→ **Prompt 1**
Change "shortcuts" to "workarounds" in the stretch of the patch discussion from "Yeah, completely agree." through "shortcuts like these.", and give that stretch back.
→ **Prompt 2**
Answer these about the patch discussion:
(a) In which function does the patch add the memory barrier?
(b) Who reviewed the patch?
(c) How many insertions does the patch make?

On 1/28/26 14:57, Lazar, Lijo wrote:
> On 28-Jan-26 11:53 AM, Perry Yuan wrote:
>> Add a full memory barrier after clearing no_hw_access in
>> amdgpu_device_mode1_reset() so subsequent PCI state restore
>> access cannot observe stale state on other CPUs.
>>
>
> Just want to reiterate that this approach masks the original logical errors
> within amdgpu.
Yeah, completely agree. A single smp_mb() is actually forbidden by upstreaming
rules.
So absolutely clear NAK from my side to this patch here.
Regards,
Christian.
>
> For ex: this is one such which would not have been caught in the first place
> with shortcuts like these.
>
> 12caf3b76150 drm/amdkfd: Handle GPU reset and drain retry fault race
>
> Thanks,
> Lijo
>
>> Fixes: 91ae0045130b ("drm/amd/pm: Disable MMIO access during SMU Mode 1
>> reset")
>> Signed-off-by: Perry Yuan <[email protected]>
>> Reviewed-by: Yifan Zhang <[email protected]>
>> ---
>> drivers/gpu/drm/amd/amdgpu/amdgpu_device.c | 3 +++
>> 1 file changed, 3 insertions(+)

→ **Data excerpt**
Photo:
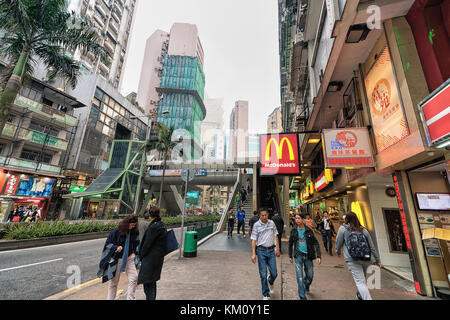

→ **Answer 1**
Yeah, completely agree. A single smp_mb() is actually forbidden by upstreaming
rules.
So absolutely clear NAK from my side to this patch here.
Regards,
Christian.
>
> For ex: this is one such which would not have been caught in the first place
> with workarounds like these.

→ **Answer 2**
(a) amdgpu_device_mode1_reset()
(b) Yifan Zhang
(c) 3